_Текст для чтения_.
Е.Б.: Разумеется, всякий раз мы должны говорить о конкретных правилах игры. Но какими бы они ни были — они не отменяют диагностики ситуации. Хотя, заговорив о месте искусства, мы просто обязаны были затронуть тему у-топии. Ведь проекты, которые вы помянули, и есть реализованные утопии. И рассматривать их следует, конечно, не только в контексте проблематики современного искусства, но прежде всего — в контексте проектирования, самореализации и самолокализации проектной инициативы. Но у проектирования иные, чем у современного искусства, отношения с границами. Проект подобен идеологии; оба они не способны замечать собственных границ. Для культуры же вовсе не важно, в какой мере проект реализован или не реализован; для культуры нереализованных проектов не существует. Что может означать отсутствие для проекта? Ничего, кроме проектной самореализации. В такой самореализации могут быть апроприированы как стратегия преследования, так и стратегия ис-следования. Но и они заданы правилами игры. В больших проектах особенно заметно их структурное тождество с идеологиями. Здесь также можно говорить о «базисе» и «надстройке». Не случайно проективному мышлению всегда известно соотношение сил, то, кому позволено выйти на интернациональную сцену, кому — нет. Это известное не оспаривается, не может быть оспорено. В этом смысле проективный утопизм есть полная противоположность утопической самореализации художника. Даже если авангард и закрепил их совпадение. Но с этим совпадением, так же как в случае размывания границ между искусством и неискусством, произошло превращение истории в природу. А это и есть миф. Сейчас своими вопросами вы не только провоцируете нарушение правил игры, вы также атакуете и сам миф. Но такой пересмотр невозможен. Подобные попытки будут интерпретироваться либо как «тоталитарные», либо как «провинциальные», «не продвинутые», и будут решительно исключены.

ХЖ: То есть жест, стремящийся нарушить устоявшиеся правила игры, репрессируется через реконтекстуализацию, «закавычивание», а не прямым социальным контролем?

Е.Б.: Да, в той мере, в какой сегодняшнее искусство определяется через контекст, через рефлексию о контексте, через актуальность контекстов: социальных, политических, медиальных. Хотя никто не проводил сопоставительного анализа проектных программ и «художественных рефлексий о контексте», проектных заказов и ответов на них мастеров искусства... Ну, а то, что психологический дискомфорт от сегодняшних правил игры испытывают все, кроме тех, кто их задает и осуществляет, — очевидно. Но ведь это не аргумент... Как долго такое будет продолжаться, сказать трудно, поскольку оно стало самодостаточной реальностью. Но почему не допустить (по аналогии с современной религиозной ситуацией, где Откровение способно обнаруживать себя в несакральных текстах, в некрещеных или атеистах, то есть как бы за пределами религии), что искусство также способно проявлять себя в самых странных областях: где-нибудь в дизайне, рекламе, книжном оформлении, кинофильме, видеоклипе? На деле тут может быть куда интереснее тоскливых вернисажей и амбициозной болтовни. Это не означает, будто «настоящее место» искусства — в дизайне, рекламе и т. д. Нет, тавто-логика по-прежнему указывает на «следы» и «отсутствие». Отсутствие же означает дифференциальность, дифференциальность как таковую. И все же: если мы живем в мире, где музеи и храмы соседствуют с безразличной к отсутствию искусства и Бога современностью, отчего не допустить более содержательные толкования асимметрий в культуре?

_Что требуется_.
[a] Перепишите из беседы о месте искусства всё, начиная со слов «ХЖ: То есть» и вниз вплоть до слов «прямым социальным контролем?» включительно.
[b] Допишите следующую часть беседы о месте искусства, начиная сразу после её последнего предложения.

_Извлечённые данные_.
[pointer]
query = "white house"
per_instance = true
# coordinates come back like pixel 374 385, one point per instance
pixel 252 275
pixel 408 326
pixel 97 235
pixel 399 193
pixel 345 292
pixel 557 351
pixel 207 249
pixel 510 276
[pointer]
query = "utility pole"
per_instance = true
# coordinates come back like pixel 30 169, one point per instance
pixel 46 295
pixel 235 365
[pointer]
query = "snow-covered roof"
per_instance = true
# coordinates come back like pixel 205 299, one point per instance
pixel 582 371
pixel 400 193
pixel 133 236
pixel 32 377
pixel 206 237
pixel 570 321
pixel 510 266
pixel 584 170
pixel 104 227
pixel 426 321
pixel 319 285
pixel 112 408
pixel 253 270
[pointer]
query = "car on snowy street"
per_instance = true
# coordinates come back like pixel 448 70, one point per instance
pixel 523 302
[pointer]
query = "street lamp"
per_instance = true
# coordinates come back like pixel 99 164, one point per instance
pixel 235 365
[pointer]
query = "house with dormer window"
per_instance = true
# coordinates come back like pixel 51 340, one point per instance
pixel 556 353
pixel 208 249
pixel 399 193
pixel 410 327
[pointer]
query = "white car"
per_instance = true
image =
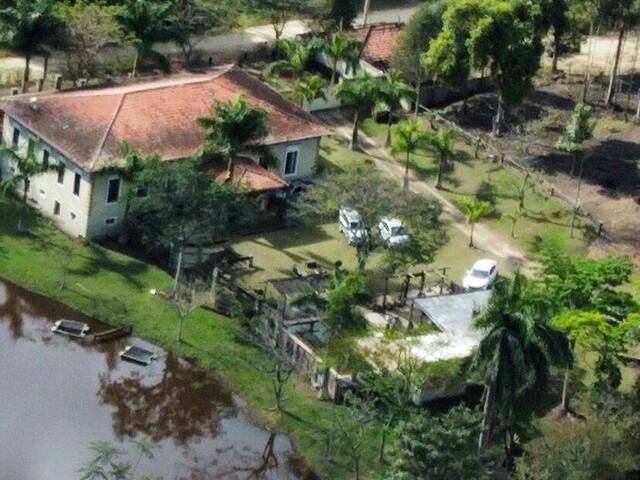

_Набор ответов_.
[a]
ХЖ: То есть жест, стремящийся нарушить устоявшиеся правила игры, репрессируется через реконтекстуализацию, «закавычивание», а не прямым социальным контролем?

[b]
ХЖ: Значит ли это, что отчетливый след искусства, находимый нами за пределами этой системы, в ее прорехах, на ее окраинах, можно отождествить с феноменом чуда?

Е.Б.: Безусловно. Причем обнаружить эти эпифании можно только топологически. Через предельную критическую открытость, а не репродуцирование проектных заданий. Искусство в прежнем своем понимании и самопонимании кончилось. Но исчезновение не означает, что искусство и Бог попраны пониманием. Да, встреча с современным искусством «в силе и славе» не вызывает доверия. Если говорить языком теологии, тут некий предельный кенозис: истощание искусства, неприятие которого заменяется — что вполне естественно — паломничествами по святым местам, по «местам искусства», где еще возможны археологические открытия, возвышенные переживания или интеллектуальные медитации.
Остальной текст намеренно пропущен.